» TASK TO CARRY OUT:
Could you restate every line of the data word for word?

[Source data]
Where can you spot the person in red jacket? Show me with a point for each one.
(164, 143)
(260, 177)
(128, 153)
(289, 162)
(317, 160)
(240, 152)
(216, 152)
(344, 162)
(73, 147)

» PROBLEM SOLUTION:
Where can you spot the person in red jacket? Show me with a point for each one.
(164, 143)
(260, 177)
(128, 153)
(289, 162)
(317, 160)
(240, 152)
(216, 152)
(344, 162)
(73, 147)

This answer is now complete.